_TEXTO EXTRAÍDO_:
━━━━━━
FICHA DE LA PELÍCULA
Título: El show de Truman / The Truman Show. Año: 1998.
Dirección: Peter Weir. Guión: Andrew Niccol. Fotografía: Peter Biziou. Música: Burkhard Dallwitz. Reparto: Jim Carrey (Truman Burbank), Ed Harris (Christof), Laura Linney (Meryl), Noah Emmerich (Marlon), Natascha McElhone (Lauren/Sylvia). Dur.: 100 min.
Al Show de Truman le vinieron muy bien las circunstancias: muy poco tiempo antes de que se estrenara el primer Gran Hermano, un mensaje con crítica muy evidente para todos los públicos (por comparación, la que pudo verse en series B como Están vivos de Carpenter será más ramplona, pero parece más auténtica) y sobre todo, un Jim Carrey intentando demostrar un registro distinto que el de las muecas, sin conseguirlo: su personaje sigue pareciendo falso, sin que las revelación o la crisis que se supone que sufre y le hace plantearse su existencia parezca verídica sino algo marcado por el guión. Es cierto que habría resultado más interesante el desconocer el público que podía seguir el programa, quedando como algo lejano (por ejemplo, al menos durante la primera temporada de Westworld, conocemos a los visitantes del parque y el funcionamiento de este, pero nunca nos muestran el tipo de sociedad que disfruta de ese tipo de entretenimiento), que se centraran un poco más en el carácter de demiurgo del creador de El show de Truman o incluso la necesidad de la ficción. Comparada con otras producciones posteriores, esos cien minutos no parecen tanto, pero acaban haciéndose un poco extensos.
Lo de Jim Carrey es un error descomunal: ha habido ocasiones en que un mal actor ha estado bien elegido e incluso el director ha podido aprovechar bien su imagen habitualmente detestable. Pero aquí creo que la batalla estaba perdida de antemano: incluso en las escenas en que Carrey no hace «gestos» es incapaz de transmitir ningún sentimiento que nos lleva a empatizar con su odisea. Empezando por aquí, la suma de lastres hace que «El show de Truman» nunca consiga remontar más allá de leves apuntes. Para mí, Peter Weir tiene películas inmensamente superiores.
━━━━━━
Enumera todos los actores que aparecen en el reparto de la reseña sobre El show de Truman. Los datos que vienen a continuación son material independiente de la reseña sobre El show de Truman.

_DATOS PROPORCIONADOS_:
━━━━━━
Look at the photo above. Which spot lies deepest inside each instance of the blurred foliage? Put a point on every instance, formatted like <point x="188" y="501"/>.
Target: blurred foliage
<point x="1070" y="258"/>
━━━━━━
_RESULTADO DEL EJERCICIO_: Jim Carrey, Ed Harris, Laura Linney, Noah Emmerich, Natascha McElhone